The data below is to be returned in full and exactly.

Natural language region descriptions
----------------

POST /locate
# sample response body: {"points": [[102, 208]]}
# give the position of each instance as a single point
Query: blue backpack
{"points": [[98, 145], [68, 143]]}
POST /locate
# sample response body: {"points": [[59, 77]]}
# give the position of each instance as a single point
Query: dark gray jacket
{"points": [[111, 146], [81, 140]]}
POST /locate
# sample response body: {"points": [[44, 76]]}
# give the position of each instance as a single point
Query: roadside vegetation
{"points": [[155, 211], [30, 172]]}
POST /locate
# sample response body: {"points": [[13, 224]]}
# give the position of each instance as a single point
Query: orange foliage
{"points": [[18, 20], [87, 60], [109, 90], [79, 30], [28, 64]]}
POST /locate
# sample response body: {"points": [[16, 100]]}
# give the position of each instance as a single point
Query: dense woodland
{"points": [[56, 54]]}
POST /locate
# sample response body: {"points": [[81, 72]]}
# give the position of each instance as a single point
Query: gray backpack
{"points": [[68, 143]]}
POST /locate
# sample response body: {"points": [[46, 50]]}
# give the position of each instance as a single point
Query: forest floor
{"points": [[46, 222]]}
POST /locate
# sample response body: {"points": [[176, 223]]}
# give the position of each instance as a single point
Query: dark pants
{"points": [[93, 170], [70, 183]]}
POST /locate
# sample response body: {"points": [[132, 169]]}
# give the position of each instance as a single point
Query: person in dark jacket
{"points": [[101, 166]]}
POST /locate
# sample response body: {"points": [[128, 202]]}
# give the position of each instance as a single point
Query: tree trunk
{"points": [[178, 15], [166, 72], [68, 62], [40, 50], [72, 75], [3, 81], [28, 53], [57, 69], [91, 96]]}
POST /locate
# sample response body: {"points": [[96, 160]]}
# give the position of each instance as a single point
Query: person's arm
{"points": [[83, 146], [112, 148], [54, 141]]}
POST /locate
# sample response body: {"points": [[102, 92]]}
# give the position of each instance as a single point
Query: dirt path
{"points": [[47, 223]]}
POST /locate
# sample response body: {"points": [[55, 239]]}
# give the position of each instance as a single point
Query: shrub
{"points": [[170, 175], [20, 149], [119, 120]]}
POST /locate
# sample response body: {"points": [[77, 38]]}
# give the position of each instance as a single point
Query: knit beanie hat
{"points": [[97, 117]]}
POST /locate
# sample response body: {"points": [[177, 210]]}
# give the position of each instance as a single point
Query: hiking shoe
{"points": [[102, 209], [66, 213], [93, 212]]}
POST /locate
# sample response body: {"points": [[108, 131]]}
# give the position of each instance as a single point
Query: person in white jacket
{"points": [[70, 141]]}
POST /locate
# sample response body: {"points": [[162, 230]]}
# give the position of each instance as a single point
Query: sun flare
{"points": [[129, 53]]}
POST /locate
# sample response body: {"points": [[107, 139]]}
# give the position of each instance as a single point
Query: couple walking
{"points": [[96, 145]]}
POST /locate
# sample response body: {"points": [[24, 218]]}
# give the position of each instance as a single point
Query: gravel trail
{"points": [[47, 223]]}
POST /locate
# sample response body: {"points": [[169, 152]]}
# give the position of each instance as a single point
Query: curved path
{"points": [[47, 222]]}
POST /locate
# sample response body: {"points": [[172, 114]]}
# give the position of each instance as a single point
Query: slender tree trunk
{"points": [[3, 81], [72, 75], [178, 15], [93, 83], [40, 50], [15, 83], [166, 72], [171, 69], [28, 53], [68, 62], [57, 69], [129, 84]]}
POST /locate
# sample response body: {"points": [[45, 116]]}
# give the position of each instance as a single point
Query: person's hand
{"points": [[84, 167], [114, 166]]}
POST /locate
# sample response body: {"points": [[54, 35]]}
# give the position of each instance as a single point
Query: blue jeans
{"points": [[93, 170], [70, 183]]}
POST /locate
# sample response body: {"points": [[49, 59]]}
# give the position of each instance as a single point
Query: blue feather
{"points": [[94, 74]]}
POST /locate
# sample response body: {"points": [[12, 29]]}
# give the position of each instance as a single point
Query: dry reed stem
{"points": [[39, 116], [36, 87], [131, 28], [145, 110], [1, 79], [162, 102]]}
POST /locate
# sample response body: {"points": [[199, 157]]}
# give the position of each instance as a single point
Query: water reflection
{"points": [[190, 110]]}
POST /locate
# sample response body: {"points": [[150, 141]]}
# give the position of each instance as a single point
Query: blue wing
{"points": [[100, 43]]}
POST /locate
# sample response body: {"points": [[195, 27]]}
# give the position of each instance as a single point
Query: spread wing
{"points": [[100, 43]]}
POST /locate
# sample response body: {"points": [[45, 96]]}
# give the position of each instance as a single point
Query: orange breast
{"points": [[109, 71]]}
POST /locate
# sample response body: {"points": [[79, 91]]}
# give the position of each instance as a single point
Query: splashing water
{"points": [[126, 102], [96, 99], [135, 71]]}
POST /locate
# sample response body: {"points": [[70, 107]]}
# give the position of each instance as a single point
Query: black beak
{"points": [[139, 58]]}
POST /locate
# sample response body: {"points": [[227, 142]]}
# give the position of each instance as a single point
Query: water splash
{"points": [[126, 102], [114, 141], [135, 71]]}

----------------

Response to this exercise:
POST /locate
# sample response body: {"points": [[102, 208]]}
# give the position of each instance as a single point
Query: blue backpack
{"points": [[98, 145], [68, 143]]}
POST /locate
# sample response body: {"points": [[59, 77]]}
# give the position of each instance as a single point
Query: dark gray jacket
{"points": [[111, 146], [81, 140]]}
POST /locate
# sample response body: {"points": [[44, 76]]}
# give the position of each instance as a single point
Query: roadside vegetation
{"points": [[155, 211], [30, 172]]}
POST /locate
# sample response body: {"points": [[13, 224]]}
# give the position of each instance as a single point
Query: orange foliage
{"points": [[18, 20], [87, 60], [109, 90], [79, 30], [28, 64]]}
POST /locate
# sample response body: {"points": [[16, 100]]}
# give the position of each instance as a single point
Query: dense woodland
{"points": [[56, 54]]}
POST /locate
# sample response body: {"points": [[81, 72]]}
# give the position of each instance as a single point
Query: gray backpack
{"points": [[68, 143]]}
POST /locate
# sample response body: {"points": [[46, 50]]}
# give the position of each instance as a single point
Query: forest floor
{"points": [[46, 222]]}
POST /locate
# sample response body: {"points": [[176, 223]]}
# give the position of each instance as a single point
Query: dark pants
{"points": [[93, 170], [70, 183]]}
POST /locate
# sample response body: {"points": [[132, 169]]}
# give the position of each instance as a single point
Query: person in dark jacket
{"points": [[101, 166]]}
POST /locate
# sample response body: {"points": [[128, 202]]}
# give the position of each instance as a single point
Query: tree trunk
{"points": [[178, 15], [166, 72], [68, 62], [40, 50], [72, 75], [3, 81], [28, 53], [57, 69], [91, 96]]}
POST /locate
# sample response body: {"points": [[96, 160]]}
# give the position of each instance as a single point
Query: person's arm
{"points": [[83, 146], [112, 148], [54, 141]]}
POST /locate
# sample response body: {"points": [[102, 92]]}
# give the position of each instance as a single point
Query: dirt path
{"points": [[47, 223]]}
POST /locate
# sample response body: {"points": [[55, 239]]}
# give the position of each instance as a single point
Query: shrub
{"points": [[170, 175], [20, 149], [119, 120]]}
POST /locate
# sample response body: {"points": [[77, 38]]}
# give the position of each instance as a single point
Query: knit beanie hat
{"points": [[97, 117]]}
POST /locate
# sample response body: {"points": [[177, 210]]}
# give the position of each instance as a single point
Query: hiking shoe
{"points": [[102, 209], [66, 213], [93, 212]]}
POST /locate
# sample response body: {"points": [[108, 131]]}
# give the position of each instance as a single point
Query: person in white jacket
{"points": [[70, 141]]}
POST /locate
# sample response body: {"points": [[162, 230]]}
# give the position of each instance as a single point
Query: sun flare
{"points": [[129, 53]]}
POST /locate
# sample response body: {"points": [[107, 139]]}
# give the position of each instance as a single point
Query: couple walking
{"points": [[96, 145]]}
POST /locate
# sample response body: {"points": [[24, 218]]}
# give the position of each instance as a single point
Query: gravel trail
{"points": [[47, 223]]}
POST /locate
# sample response body: {"points": [[169, 152]]}
# give the position of each instance as a single point
Query: curved path
{"points": [[47, 222]]}
POST /locate
# sample response body: {"points": [[172, 114]]}
# give the position of each instance as a single point
Query: slender tree trunk
{"points": [[3, 81], [72, 75], [178, 15], [93, 83], [40, 50], [15, 83], [166, 72], [171, 69], [28, 53], [68, 62], [57, 69], [129, 84]]}
POST /locate
# sample response body: {"points": [[45, 116]]}
# give the position of each instance as a single point
Query: person's hand
{"points": [[84, 167], [114, 166]]}
POST /locate
# sample response body: {"points": [[54, 35]]}
# give the position of each instance as a single point
Query: blue jeans
{"points": [[93, 170], [70, 183]]}
POST /locate
# sample response body: {"points": [[49, 59]]}
# give the position of each instance as a single point
Query: blue feather
{"points": [[94, 74]]}
POST /locate
# sample response body: {"points": [[12, 29]]}
# give the position of each instance as a single point
Query: dry reed stem
{"points": [[39, 116], [36, 87], [131, 28], [145, 110], [1, 79], [162, 102]]}
POST /locate
# sample response body: {"points": [[199, 157]]}
# give the position of each instance as a single point
Query: water reflection
{"points": [[190, 110]]}
POST /locate
# sample response body: {"points": [[150, 141]]}
# give the position of each instance as a single point
Query: blue wing
{"points": [[100, 43]]}
POST /locate
# sample response body: {"points": [[195, 27]]}
# give the position of each instance as a single point
Query: spread wing
{"points": [[100, 43]]}
POST /locate
# sample response body: {"points": [[45, 96]]}
# give the position of each instance as a single point
Query: orange breast
{"points": [[109, 71]]}
POST /locate
# sample response body: {"points": [[79, 91]]}
# give the position of each instance as a single point
Query: splashing water
{"points": [[126, 102], [96, 99], [135, 71]]}
POST /locate
# sample response body: {"points": [[70, 107]]}
# give the position of each instance as a single point
Query: black beak
{"points": [[139, 58]]}
POST /locate
# sample response body: {"points": [[227, 142]]}
# give the position of each instance as a single point
Query: water splash
{"points": [[126, 102], [114, 141], [135, 71]]}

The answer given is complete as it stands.